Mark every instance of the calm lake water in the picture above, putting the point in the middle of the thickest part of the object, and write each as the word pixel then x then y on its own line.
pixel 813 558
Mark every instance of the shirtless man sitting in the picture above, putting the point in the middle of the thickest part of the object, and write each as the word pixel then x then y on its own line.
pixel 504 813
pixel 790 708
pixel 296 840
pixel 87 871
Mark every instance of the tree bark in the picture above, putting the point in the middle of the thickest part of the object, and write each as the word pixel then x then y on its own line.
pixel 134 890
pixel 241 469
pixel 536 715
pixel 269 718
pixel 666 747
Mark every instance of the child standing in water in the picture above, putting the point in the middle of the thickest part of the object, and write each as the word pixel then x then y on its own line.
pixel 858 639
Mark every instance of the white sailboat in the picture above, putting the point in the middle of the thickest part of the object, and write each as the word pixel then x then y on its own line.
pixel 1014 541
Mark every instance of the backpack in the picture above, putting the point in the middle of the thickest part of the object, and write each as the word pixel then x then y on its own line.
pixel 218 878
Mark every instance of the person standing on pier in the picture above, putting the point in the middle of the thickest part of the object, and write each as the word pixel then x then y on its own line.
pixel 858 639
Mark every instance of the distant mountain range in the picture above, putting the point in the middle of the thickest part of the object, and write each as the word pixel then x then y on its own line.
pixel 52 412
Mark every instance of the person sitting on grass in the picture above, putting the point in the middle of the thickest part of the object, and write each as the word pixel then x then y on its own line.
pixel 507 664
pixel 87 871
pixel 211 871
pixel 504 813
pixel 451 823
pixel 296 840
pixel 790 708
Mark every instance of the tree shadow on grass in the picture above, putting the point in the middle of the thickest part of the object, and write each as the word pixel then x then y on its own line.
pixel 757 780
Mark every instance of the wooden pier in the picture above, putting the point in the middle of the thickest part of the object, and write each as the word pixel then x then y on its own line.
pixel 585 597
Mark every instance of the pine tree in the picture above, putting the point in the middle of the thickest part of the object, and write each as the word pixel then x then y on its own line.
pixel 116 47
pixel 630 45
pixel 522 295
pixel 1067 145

* [Exercise directions] Reproduce every entry above word for word, with no changes.

* [The result]
Mark every instance of the calm lake water in the picture above, putting the point in the middle of the thickest part of the object, and write each as the word pixel then x then y on its own line.
pixel 813 558
Mark every instance of the shirtless man sitting in the picture above, putting the point in the middle of the thickest part of the object, and write each as the word pixel then x then y on its own line.
pixel 504 813
pixel 790 708
pixel 296 840
pixel 87 871
Mark every instance of the tree bark in the picture above, putting the point in the middle of the thickest part of the object, and write each as the word pixel then x then y on its own line.
pixel 134 890
pixel 241 469
pixel 536 715
pixel 269 718
pixel 666 747
Mark every instance of the child standing in water in the picture above, putting the point in the middle of the thickest part of the object, and write each as the word pixel then x then y on its own line.
pixel 858 639
Mark every instance of the white sailboat in the picture above, putting the point in the middle of the thickest part of the object, and write each as the word pixel then x then y on its own line.
pixel 1014 541
Mark every instance of the backpack in the picture above, putting the point in the middle of the thickest part of the object, and write each as the word pixel then x then y on its own line.
pixel 218 878
Mark every instance of the person standing on pier in the picture above, putting the point in the middle of the thickest part of the object, and write each as the word pixel then x then y on its own line.
pixel 858 639
Mark every instance of the distant mountain range in the picture above, putting the point in the middle of the thickest part of the object, and write each as the word pixel then x then y on its own line.
pixel 52 412
Mark every instance of the person sitting on grass in the picture above, putting the point in the middle of the thickest part of the object, and write each as the word pixel then x then y on its own line.
pixel 507 664
pixel 87 871
pixel 211 871
pixel 504 813
pixel 451 823
pixel 296 840
pixel 790 708
Mark every instance of the tree shadow on grass in the picture above, putting the point in the middle of the thickest part of the object, and write each as the word pixel then x then y on its own line.
pixel 757 780
Mark every instance of the wooden pier in the picture above, putting the point in the middle of the thickest part of the object, and write each as the word pixel then x then y on its own line.
pixel 585 597
Mark every instance of the pine tree in the picture above, putting the point in the middle of the thickest part of the object, and write each as the word pixel then x then y on its own line.
pixel 116 47
pixel 630 45
pixel 522 295
pixel 1067 145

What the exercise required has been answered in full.